Copy the passage of the low-platelets forum thread that runs from "I have low platelets" up to and including "bruising, hemorraghing etc.".

Excerpted passage ▸
·····

# Low Platelets



## babybaillie

Have posted this on other boards but havent had any help.

I got called into triage on thur nite cause my platelets have dropped to 75. They were 220 in june. And should be 150-440. Have an app on tue to see a consultant. But would love to know more about this b4 then if anyone else has had this prob


----------



## Eve

From what I just read if you have low platelets it can effect your clotting ability and put you at a higher risk for problem bleeds, during or after delivery etc... especially if you need to have a cesarean section. says sometimes women need a platelet transfusion if the levels are too low, but most women do not need extra treatment. Sorry I have no personal experience with this but figured I would read up a little and try and help :)


----------



## Wombat

I think what it would mean to you (and I just got to know it because I am having a home birth and midwife talked about it) is that you would have to give birth in hospital. As you might need a blood transfusion. And you are considered more high risk for bleeding...

Sorry, not much help.


----------



## Dixielane

From what I understand...it is one of those things that can complicate pregnancy, but most likely just is a minor thing. I have low blood platelets naturally that seem to stay within 100,000 lately...it is considered ITP. Idiopathic thrombocytopenia purpura(sp) I think. Some people get ITP in their lifetimes who previously were fine. There is medicine available to help if low platelets caused problems....And a long time ago low platelets caused problems during birth so docs did c-sections for women with low platelets. Nowadays, we are more advanced so a woman can have a normal birth - it is better anyway with low platelets. Your count may be pregnancy induced thrombocytopenia - it is very common and the platelets go back after birth. If your doc is concerned, he can refer you to a hemotologist. I don't think low count is anything to freak over - atleast my docs/hemo don't think so. Like most things, it can be managed!


----------



## kaygeebee

Hi there. 

I have low platelets (ITP as mentioned above) - You can get low platelets just in pregnancy but mine have been low since I was 17 and I concieved with the knowledge the pregnancy (especially the birth) would be high risk. Basically you are at a higher risk of having bleeding problems - bruising, hemorraghing etc.

·····

Source information ▸
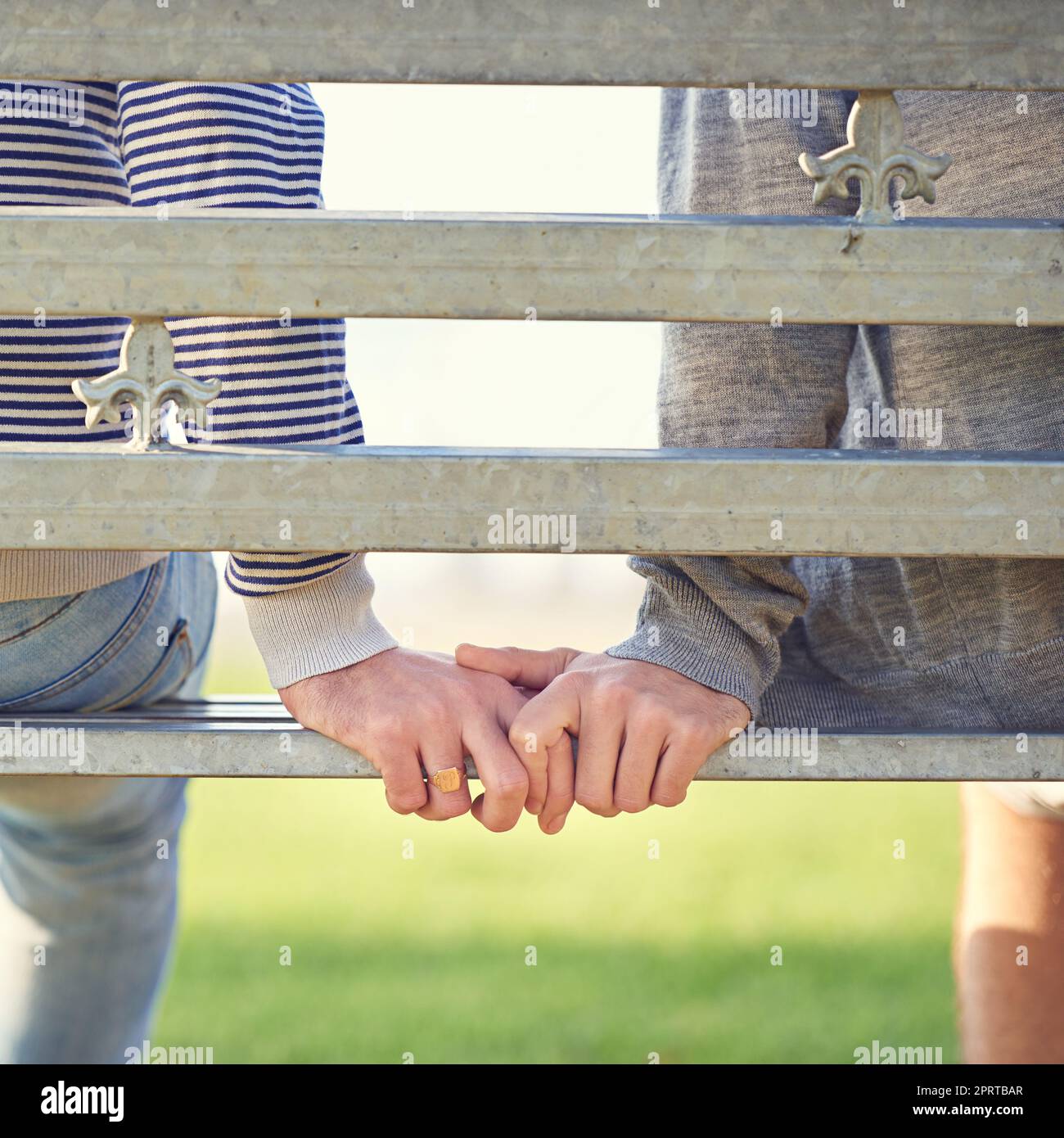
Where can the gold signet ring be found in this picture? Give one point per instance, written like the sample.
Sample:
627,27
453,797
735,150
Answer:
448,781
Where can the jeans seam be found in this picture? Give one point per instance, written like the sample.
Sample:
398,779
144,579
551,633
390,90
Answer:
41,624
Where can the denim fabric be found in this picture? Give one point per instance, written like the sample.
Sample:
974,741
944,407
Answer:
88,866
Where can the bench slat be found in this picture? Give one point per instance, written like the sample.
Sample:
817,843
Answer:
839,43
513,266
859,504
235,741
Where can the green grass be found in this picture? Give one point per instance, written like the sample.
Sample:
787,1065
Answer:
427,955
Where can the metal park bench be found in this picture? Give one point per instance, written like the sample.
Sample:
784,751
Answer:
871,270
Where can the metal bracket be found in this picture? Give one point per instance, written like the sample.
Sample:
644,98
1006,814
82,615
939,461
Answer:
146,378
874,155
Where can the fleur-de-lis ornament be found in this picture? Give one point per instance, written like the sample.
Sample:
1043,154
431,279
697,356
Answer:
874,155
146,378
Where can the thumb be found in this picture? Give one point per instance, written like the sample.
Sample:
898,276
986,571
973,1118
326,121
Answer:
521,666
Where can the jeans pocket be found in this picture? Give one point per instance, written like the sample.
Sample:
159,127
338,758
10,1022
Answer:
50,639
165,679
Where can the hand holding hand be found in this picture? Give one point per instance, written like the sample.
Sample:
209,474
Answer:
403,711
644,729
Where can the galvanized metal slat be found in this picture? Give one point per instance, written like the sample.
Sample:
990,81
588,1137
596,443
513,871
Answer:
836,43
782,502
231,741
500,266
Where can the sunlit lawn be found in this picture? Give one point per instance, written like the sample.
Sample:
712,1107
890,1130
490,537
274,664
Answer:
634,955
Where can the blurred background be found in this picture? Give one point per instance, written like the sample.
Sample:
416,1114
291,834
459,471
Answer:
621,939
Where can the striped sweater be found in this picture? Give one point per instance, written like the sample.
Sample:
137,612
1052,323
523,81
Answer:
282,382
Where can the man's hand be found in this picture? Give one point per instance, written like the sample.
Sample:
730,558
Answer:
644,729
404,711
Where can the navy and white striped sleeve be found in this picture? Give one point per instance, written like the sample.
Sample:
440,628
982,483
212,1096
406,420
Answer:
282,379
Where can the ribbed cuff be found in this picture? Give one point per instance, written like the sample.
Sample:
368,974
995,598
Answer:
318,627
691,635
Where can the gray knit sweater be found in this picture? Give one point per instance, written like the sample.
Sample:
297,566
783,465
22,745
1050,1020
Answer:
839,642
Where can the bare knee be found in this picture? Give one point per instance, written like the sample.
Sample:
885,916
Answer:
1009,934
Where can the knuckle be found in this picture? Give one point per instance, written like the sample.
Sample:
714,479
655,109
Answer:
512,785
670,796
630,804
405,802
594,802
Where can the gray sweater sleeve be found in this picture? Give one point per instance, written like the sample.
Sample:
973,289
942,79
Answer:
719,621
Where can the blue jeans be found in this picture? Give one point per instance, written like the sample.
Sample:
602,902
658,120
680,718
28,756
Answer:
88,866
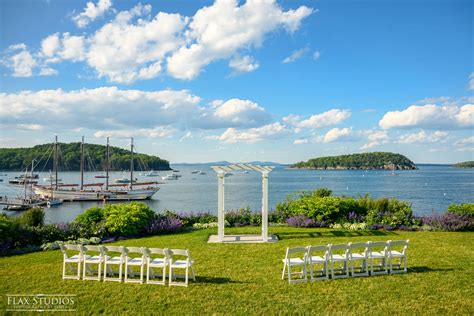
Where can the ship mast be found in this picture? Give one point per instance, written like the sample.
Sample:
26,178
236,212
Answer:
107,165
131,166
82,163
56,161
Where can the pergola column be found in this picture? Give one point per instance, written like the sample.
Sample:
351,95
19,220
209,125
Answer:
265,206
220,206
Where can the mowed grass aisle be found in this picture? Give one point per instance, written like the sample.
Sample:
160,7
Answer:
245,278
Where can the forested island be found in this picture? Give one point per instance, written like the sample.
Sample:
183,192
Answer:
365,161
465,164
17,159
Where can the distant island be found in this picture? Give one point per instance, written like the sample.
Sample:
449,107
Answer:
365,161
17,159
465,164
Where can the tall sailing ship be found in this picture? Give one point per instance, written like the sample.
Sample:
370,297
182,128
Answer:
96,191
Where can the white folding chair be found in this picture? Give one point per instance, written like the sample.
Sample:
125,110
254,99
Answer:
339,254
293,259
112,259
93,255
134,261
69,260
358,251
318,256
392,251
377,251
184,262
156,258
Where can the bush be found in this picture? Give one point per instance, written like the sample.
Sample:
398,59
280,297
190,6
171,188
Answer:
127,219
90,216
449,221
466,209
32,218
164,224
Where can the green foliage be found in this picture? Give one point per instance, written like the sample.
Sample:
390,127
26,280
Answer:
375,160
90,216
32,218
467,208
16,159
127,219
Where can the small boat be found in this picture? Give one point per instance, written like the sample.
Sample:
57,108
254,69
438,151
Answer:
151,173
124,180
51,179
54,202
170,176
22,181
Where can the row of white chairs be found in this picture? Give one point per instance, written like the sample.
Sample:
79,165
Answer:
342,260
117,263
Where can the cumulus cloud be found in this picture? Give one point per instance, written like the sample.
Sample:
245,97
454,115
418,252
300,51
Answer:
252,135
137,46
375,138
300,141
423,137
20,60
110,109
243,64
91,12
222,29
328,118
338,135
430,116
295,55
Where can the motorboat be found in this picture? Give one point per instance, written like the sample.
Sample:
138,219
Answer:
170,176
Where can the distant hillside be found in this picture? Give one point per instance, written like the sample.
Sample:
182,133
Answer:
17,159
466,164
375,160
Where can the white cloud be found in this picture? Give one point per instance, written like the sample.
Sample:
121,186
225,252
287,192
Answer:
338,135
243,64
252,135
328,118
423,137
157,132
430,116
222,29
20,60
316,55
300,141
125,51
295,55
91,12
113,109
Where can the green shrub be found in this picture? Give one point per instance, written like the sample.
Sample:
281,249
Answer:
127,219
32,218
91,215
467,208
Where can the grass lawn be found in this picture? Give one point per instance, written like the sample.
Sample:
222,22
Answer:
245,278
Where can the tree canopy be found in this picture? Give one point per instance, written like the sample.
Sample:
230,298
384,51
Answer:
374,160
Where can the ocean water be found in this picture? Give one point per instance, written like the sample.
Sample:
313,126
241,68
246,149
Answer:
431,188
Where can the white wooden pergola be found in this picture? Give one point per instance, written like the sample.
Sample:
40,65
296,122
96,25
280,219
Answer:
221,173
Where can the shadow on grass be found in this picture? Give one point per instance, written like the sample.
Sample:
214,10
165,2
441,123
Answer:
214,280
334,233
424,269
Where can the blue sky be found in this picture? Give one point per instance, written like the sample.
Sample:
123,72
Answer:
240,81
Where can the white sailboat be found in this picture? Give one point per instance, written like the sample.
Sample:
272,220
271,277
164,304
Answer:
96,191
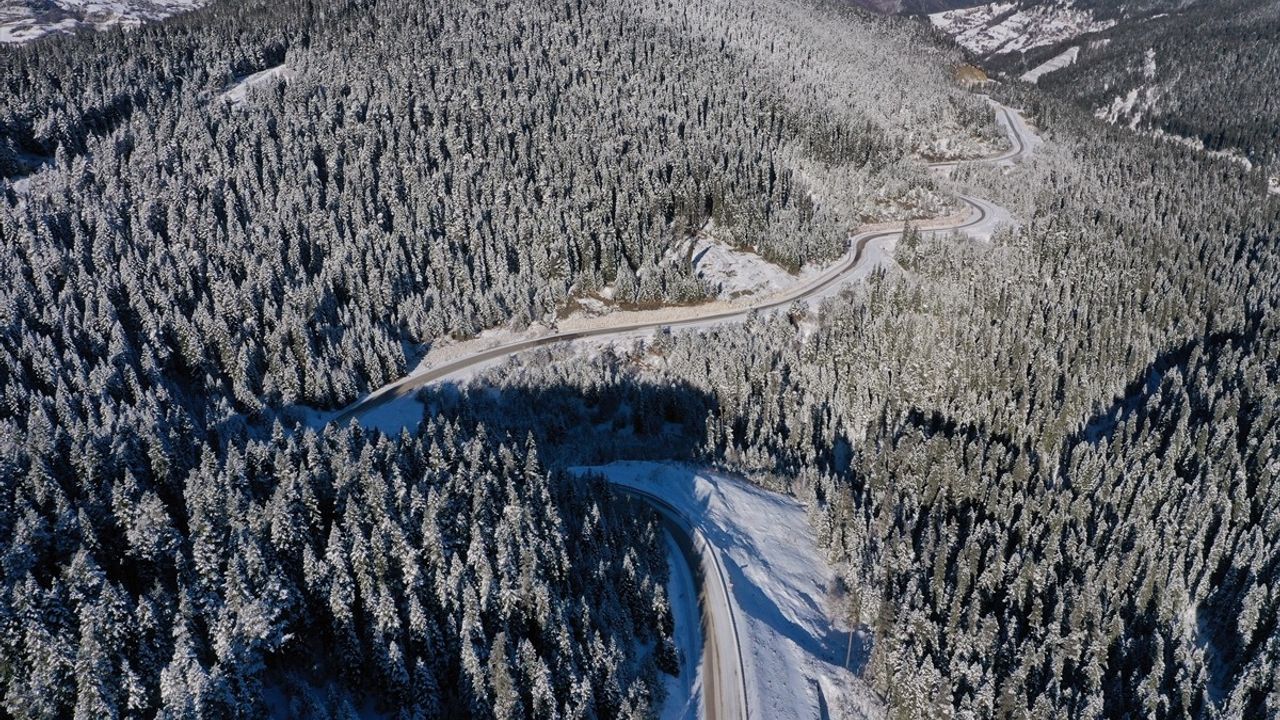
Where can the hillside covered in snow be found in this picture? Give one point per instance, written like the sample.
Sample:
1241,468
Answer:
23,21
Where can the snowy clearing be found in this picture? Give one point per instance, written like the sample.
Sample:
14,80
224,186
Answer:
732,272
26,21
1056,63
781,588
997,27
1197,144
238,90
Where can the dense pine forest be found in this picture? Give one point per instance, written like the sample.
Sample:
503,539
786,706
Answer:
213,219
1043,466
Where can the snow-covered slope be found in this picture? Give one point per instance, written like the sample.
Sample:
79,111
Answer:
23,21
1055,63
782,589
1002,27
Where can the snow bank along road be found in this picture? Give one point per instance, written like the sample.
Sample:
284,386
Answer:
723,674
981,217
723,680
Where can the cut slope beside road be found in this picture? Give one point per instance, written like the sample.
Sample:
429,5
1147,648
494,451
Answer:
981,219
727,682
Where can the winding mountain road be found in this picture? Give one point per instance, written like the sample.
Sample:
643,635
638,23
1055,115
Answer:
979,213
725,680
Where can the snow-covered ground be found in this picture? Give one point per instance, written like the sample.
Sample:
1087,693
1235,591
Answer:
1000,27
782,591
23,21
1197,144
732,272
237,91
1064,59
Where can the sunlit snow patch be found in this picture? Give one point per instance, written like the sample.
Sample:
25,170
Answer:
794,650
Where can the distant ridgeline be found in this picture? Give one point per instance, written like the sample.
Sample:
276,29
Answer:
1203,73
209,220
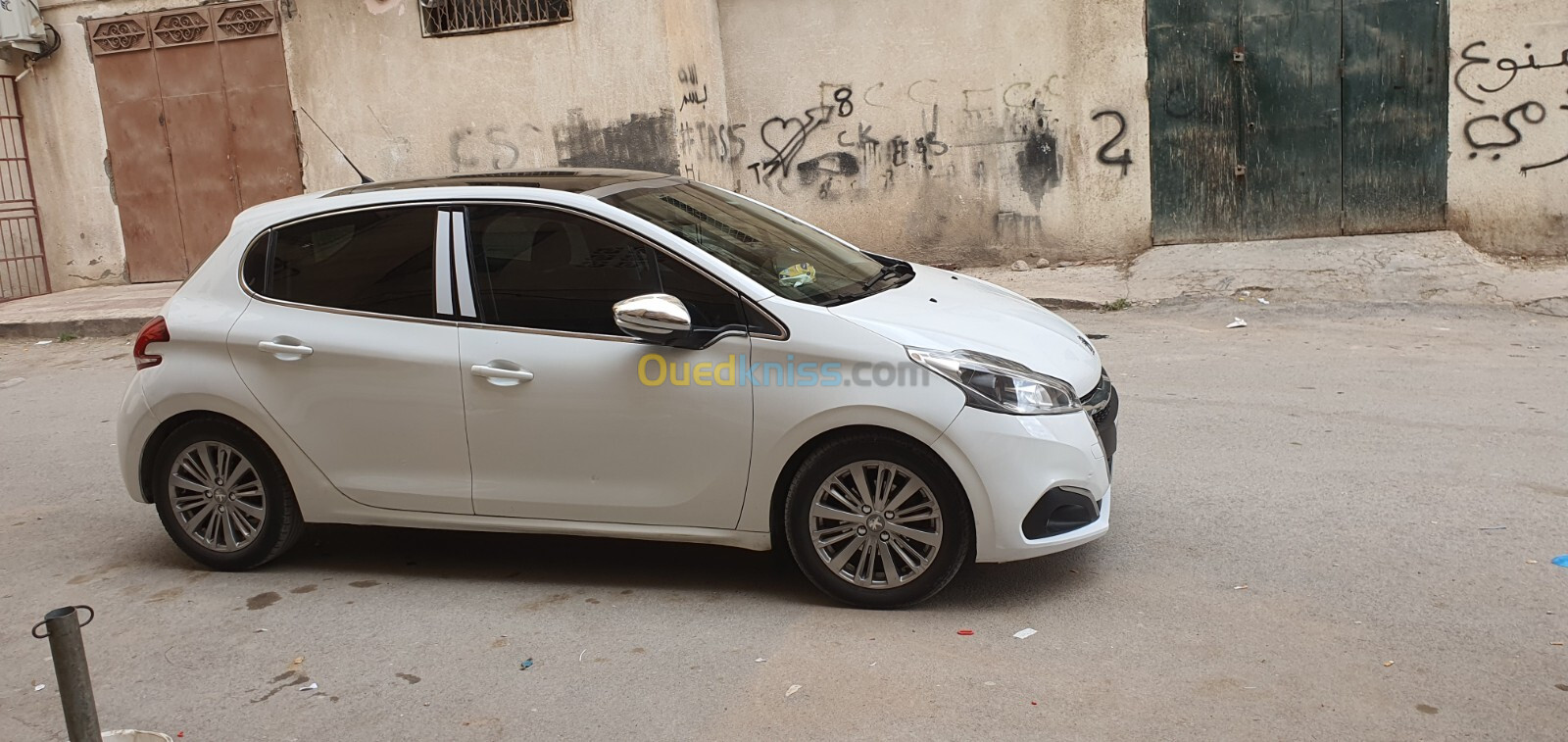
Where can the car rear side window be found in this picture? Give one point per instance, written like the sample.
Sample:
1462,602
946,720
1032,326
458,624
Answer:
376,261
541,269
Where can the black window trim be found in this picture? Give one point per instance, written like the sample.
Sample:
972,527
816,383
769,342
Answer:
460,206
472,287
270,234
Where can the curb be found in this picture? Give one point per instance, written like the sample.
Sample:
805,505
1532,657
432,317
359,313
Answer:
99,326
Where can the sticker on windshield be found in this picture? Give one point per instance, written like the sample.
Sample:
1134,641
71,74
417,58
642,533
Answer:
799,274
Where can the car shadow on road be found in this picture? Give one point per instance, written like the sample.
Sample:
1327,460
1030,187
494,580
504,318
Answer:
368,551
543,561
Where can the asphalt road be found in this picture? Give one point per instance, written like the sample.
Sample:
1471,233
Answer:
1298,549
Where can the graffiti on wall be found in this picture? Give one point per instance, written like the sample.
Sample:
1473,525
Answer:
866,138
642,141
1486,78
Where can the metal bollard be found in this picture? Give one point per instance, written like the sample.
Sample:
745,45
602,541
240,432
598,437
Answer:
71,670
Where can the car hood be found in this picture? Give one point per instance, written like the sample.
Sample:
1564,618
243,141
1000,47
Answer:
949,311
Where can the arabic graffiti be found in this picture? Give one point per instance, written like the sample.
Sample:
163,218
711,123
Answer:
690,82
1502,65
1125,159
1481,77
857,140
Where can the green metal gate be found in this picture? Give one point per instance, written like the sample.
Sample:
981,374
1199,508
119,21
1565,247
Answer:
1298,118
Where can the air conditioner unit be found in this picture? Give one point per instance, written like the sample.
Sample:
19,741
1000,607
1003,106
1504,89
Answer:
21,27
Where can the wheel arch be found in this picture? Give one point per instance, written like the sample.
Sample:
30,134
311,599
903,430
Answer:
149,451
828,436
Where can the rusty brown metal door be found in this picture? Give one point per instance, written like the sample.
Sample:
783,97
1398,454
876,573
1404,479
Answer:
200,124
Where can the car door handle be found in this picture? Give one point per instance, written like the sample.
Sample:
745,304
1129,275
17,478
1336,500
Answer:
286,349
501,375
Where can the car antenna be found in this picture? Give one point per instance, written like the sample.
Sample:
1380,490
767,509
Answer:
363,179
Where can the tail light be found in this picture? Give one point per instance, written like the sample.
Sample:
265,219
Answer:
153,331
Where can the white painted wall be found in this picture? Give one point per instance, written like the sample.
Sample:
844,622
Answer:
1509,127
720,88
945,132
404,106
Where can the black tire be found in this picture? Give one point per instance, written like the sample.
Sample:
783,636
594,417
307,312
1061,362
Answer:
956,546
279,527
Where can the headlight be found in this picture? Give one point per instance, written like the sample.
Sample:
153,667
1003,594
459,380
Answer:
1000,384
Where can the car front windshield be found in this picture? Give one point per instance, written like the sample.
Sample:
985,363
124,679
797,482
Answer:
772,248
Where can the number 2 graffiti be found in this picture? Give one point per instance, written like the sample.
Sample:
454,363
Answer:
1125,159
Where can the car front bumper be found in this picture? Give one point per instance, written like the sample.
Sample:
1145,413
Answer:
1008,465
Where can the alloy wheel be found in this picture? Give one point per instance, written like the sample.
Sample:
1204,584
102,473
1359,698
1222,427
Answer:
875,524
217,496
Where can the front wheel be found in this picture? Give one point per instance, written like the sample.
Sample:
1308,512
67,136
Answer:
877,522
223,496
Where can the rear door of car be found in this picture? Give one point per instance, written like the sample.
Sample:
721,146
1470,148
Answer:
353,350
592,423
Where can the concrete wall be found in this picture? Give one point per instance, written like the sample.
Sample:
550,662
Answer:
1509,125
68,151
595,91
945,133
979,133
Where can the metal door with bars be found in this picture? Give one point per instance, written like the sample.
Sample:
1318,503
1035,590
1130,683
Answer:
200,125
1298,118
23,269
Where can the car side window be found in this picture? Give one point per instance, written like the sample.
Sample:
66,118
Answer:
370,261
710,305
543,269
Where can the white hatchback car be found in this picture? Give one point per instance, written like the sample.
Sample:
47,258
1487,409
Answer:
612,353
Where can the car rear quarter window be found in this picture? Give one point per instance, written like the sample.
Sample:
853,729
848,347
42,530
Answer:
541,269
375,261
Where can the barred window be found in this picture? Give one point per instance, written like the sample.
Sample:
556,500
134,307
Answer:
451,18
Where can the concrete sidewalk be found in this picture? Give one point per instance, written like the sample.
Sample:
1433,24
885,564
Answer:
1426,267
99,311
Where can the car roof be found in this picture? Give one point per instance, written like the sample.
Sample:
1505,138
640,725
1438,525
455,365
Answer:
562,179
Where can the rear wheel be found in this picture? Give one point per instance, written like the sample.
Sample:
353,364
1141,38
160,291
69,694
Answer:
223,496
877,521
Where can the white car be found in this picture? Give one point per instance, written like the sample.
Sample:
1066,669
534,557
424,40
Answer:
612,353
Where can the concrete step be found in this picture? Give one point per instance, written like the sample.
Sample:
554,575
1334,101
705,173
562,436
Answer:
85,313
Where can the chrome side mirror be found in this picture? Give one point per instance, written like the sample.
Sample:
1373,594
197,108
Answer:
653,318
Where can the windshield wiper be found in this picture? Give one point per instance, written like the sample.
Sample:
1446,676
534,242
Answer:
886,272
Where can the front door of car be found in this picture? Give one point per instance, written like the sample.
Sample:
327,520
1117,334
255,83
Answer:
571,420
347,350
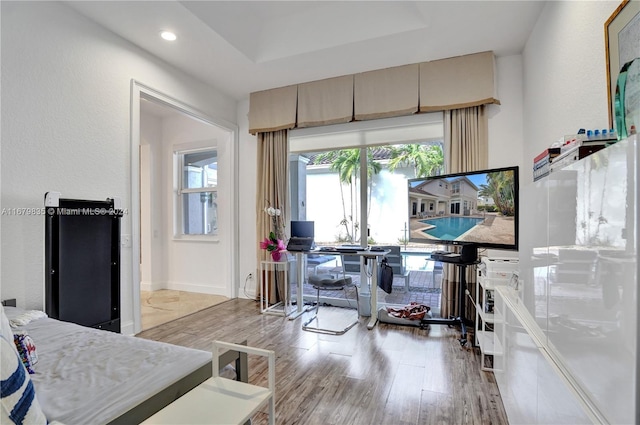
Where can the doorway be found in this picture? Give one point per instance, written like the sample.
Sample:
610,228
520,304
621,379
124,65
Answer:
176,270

·····

Result of this exercise ▸
I have low platelets (ITP as mentioned above) - You can get low platelets just in pregnancy but mine have been low since I was 17 and I concieved with the knowledge the pregnancy (especially the birth) would be high risk. Basically you are at a higher risk of having bleeding problems - bruising, hemorraghing etc.